• **SHORT TASK A**
In the FedProx thread, which method would need the major change to add FedProx to simple_fedavg?
• **SHORT TASK B**
For each statement, decide whether it agrees with the FedProx thread and answer yes or no, quoting the words of the thread that settle it: (i) The only FedProx implementation found online was built directly with TensorFlow. (ii) The person who posts an implementation is fully certain that it is correct. (iii) simple_fedavg is a minimal FedAvg implementation intended as a starting point for extensions.
• **SHORT TASK C**
Carry on the FedProx thread from its last sentence.

• **EXCERPT TO READ**
BEGIN

FedProx with TensorFlow Federated - tensorflow-federated

Would anyone know how to implement the FedProx optimisation algorithm with TensorFlow Federated? The only implementation that seems to be available online was developed directly with TensorFlow. A TFF implementation would enable an easier comparison with experiments that utilise FedAvg which the framework supports.
This is the link to the FedProx repo: https://github.com/litian96/FedProx
Link to the paper: https://arxiv.org/abs/1812.06127

At this moment, FedProx implementation is not available. I agree it would be a valuable algorithm to have.
If you are interested in contributing FedProx, the best place to start would be simple_fedavg which is a minimal implementation of FedAvg meant as a starting point for extensions -- see the readme there for more details.
I think the major change would need to happen to the client_update method, where you would add the proximal term depending on model_weights and initial_weights to the loss computed in forward pass.

I provide below my implementation of FedProx in TFF. I am not 100% sure that this is the right implementation; I post this answer also for discussing on actual code example.
I tried to follow the suggestions in the Jacub Konecny's answer and comment.
Starting from the simple_fedavg (referring to the TFF Github repo), I just modified the client_update method, and specifically changing the input argument for calculating the gradient with the GradientTape, i.e. instaead of just passing in input the outputs.loss, the tape calculates the gradient considering the outputs.loss + proximal_term previosuly (and iteratively) calculated.

END

• **ENTRIES PROVIDED**
BEGIN

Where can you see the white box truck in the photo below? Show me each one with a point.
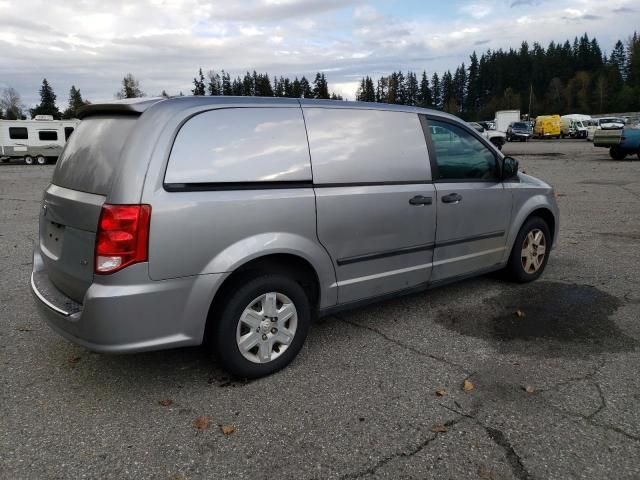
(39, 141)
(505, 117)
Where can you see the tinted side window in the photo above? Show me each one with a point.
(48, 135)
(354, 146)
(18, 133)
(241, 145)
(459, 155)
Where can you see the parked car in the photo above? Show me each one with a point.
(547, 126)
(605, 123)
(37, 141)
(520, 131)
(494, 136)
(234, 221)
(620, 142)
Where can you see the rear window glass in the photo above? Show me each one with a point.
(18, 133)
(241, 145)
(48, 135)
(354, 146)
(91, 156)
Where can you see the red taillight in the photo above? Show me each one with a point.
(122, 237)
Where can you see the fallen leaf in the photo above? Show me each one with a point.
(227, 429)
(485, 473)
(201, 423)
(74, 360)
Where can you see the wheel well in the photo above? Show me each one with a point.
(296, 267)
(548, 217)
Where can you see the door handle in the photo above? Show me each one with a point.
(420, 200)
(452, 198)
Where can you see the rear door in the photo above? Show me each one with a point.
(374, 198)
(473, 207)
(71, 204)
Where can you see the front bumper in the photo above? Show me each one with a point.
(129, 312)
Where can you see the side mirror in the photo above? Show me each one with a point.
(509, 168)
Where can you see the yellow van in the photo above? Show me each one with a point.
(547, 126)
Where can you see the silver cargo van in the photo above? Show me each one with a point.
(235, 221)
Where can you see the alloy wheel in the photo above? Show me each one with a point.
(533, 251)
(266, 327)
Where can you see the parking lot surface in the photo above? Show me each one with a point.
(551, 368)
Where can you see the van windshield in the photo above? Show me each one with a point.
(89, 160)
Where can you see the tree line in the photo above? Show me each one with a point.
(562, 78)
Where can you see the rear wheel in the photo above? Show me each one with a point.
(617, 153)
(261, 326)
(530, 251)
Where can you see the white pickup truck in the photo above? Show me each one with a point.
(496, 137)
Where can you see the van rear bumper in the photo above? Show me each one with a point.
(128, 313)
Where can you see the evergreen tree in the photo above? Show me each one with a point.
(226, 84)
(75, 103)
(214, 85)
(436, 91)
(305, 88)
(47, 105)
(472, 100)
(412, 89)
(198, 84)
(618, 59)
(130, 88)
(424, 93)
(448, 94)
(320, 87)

END
BEGIN

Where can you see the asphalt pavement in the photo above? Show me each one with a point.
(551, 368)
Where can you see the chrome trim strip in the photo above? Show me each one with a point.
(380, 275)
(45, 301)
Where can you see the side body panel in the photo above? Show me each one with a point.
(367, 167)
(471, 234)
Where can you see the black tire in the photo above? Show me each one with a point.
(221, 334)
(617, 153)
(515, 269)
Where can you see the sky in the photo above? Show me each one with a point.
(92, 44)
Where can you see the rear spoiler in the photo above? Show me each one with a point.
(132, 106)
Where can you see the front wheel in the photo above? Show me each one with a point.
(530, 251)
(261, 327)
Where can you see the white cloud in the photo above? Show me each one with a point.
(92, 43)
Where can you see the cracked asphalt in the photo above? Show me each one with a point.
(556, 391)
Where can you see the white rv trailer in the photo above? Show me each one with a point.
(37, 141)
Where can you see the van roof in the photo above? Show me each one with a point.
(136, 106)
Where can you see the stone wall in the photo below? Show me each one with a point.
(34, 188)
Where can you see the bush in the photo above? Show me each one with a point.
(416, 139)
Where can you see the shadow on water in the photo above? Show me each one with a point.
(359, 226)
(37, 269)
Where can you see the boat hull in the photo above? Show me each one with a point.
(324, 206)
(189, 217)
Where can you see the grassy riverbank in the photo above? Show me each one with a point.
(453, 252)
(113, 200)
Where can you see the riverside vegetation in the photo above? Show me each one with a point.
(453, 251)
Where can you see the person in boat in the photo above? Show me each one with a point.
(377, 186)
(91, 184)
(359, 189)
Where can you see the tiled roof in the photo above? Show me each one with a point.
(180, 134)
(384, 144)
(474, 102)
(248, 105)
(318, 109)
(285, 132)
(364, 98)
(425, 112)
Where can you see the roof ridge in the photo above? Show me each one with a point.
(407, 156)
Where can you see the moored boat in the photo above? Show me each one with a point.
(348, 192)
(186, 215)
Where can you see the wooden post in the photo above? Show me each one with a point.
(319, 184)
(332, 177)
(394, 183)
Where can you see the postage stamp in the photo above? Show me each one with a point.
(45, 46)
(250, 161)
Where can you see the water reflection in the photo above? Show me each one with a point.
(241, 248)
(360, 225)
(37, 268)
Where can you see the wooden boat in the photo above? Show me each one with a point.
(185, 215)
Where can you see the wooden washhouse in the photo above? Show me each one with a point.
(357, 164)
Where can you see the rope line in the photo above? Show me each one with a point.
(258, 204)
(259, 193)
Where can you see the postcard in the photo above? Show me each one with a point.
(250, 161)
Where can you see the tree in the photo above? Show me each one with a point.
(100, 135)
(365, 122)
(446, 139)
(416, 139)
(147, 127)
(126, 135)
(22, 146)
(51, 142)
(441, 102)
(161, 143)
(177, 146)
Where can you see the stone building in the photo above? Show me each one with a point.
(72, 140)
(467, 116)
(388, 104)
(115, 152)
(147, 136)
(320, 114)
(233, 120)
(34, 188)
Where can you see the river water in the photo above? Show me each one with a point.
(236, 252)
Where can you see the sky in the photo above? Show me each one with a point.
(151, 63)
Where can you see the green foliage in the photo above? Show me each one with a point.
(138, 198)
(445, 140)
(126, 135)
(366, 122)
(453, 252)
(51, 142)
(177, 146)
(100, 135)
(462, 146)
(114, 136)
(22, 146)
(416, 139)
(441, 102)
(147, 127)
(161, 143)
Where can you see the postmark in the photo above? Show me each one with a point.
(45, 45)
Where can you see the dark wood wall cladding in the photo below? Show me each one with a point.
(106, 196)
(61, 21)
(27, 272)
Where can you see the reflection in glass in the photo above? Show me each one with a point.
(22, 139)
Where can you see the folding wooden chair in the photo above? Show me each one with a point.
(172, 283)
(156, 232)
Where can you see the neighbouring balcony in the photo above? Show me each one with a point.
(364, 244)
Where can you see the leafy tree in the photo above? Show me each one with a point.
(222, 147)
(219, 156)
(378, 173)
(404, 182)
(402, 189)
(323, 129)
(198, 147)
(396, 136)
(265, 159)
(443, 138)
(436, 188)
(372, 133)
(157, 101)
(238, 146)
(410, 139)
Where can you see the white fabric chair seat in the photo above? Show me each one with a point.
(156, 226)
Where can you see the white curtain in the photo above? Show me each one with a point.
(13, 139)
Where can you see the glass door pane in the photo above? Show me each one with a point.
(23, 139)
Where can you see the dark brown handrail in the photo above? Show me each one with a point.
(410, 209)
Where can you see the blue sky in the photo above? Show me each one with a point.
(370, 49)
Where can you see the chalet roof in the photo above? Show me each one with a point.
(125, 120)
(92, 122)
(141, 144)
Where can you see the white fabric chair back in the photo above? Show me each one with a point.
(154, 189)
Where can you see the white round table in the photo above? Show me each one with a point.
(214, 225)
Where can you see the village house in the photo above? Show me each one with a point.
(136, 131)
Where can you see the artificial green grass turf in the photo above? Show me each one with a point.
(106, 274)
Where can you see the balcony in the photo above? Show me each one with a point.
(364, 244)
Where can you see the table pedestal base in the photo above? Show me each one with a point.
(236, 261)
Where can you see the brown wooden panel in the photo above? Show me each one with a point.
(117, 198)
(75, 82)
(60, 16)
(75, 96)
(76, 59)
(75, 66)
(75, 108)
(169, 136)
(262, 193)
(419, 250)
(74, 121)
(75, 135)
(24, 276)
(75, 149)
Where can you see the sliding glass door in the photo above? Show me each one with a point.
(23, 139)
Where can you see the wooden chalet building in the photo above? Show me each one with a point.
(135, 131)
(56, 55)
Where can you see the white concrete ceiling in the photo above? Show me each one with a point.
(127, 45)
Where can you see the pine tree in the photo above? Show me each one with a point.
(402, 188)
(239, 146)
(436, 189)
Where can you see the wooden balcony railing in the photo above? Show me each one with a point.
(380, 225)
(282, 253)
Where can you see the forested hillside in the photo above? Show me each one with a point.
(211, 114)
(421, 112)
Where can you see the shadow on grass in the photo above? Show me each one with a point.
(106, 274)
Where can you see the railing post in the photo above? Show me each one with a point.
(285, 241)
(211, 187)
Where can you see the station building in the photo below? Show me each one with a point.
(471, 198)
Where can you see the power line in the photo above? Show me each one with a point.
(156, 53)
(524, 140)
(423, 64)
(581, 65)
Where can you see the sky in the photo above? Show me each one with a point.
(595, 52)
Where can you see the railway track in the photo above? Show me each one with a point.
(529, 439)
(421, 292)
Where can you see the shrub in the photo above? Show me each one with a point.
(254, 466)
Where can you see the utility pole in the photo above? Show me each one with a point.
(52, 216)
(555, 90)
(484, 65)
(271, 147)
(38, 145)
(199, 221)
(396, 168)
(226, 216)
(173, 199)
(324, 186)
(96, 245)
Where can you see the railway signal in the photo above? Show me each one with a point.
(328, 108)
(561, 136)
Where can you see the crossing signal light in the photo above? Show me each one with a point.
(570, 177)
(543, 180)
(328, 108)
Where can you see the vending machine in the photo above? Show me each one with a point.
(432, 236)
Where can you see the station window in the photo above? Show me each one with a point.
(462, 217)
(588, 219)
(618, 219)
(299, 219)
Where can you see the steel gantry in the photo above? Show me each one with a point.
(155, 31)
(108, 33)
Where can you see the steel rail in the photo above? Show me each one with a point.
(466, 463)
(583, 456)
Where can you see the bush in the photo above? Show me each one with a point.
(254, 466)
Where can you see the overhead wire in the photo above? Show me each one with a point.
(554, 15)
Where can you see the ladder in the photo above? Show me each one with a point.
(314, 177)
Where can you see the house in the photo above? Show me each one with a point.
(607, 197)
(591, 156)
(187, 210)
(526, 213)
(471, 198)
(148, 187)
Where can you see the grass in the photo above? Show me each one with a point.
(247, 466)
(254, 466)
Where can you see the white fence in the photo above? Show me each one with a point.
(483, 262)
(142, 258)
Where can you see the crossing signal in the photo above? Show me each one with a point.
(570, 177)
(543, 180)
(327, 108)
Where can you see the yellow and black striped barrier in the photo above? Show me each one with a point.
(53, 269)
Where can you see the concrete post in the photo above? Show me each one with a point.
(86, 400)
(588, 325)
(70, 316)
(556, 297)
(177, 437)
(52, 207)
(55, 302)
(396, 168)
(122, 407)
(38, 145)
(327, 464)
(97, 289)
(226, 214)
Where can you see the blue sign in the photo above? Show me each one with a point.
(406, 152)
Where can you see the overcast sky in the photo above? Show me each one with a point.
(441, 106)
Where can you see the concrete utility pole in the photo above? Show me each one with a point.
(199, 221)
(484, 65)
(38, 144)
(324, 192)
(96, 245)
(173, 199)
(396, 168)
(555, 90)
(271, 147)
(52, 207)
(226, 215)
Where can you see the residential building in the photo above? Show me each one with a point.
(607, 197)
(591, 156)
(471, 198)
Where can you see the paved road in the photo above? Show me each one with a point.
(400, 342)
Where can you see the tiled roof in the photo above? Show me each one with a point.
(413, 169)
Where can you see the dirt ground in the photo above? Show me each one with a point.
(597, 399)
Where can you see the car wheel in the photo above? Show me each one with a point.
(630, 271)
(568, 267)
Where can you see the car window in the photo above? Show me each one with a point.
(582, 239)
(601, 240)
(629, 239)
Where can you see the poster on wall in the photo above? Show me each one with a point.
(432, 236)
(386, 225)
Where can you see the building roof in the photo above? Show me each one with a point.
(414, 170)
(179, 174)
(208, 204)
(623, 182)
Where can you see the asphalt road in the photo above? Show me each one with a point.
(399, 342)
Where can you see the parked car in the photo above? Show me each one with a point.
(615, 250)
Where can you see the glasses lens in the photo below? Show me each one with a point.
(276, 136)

END

• **TASK OUTPUT A**
The client_update method.

• **TASK OUTPUT B**
(i) Yes: "The only implementation that seems to be available online was developed directly with TensorFlow."
(ii) No: "I am not 100% sure that this is the right implementation"
(iii) Yes: "simple_fedavg which is a minimal implementation of FedAvg meant as a starting point for extensions"

• **TASK OUTPUT C**
#tf.function
def client_update(model, dataset, server_message, client_optimizer):
"""Performans client local training of "model" on "dataset".Args:
model: A "tff.learning.Model".
dataset: A "tf.data.Dataset".
server_message: A "BroadcastMessage" from server.
client_optimizer: A "tf.keras.optimizers.Optimizer".
Returns:
A "ClientOutput".
"""
def difference_model_norm_2_square(global_model, local_model):
"""Calculates the squared l2 norm of a model difference (i.e.
local_model - global_model)
Args:
global_model: the model broadcast by the server
local_model: the current, in-training model
Returns: the squared norm
"""
model_difference = tf.nest.map_structure(lambda a, b: a - b,
local_model,
global_model)
squared_norm = tf.square(tf.linalg.global_norm(model_difference))
return squared_norm
model_weights = model.weights
initial_weights = server_message.model_weights
tf.nest.map_structure(lambda v, t: v.assign(t), model_weights,
initial_weights)
num_examples = tf.constant(0, dtype=tf.int32)
loss_sum = tf.constant(0, dtype=tf.float32)
# Explicit use `iter` for dataset is a trick that makes TFF more robust in
# GPU simulation and slightly more performant in the unconventional usage
# of large number of small datasets.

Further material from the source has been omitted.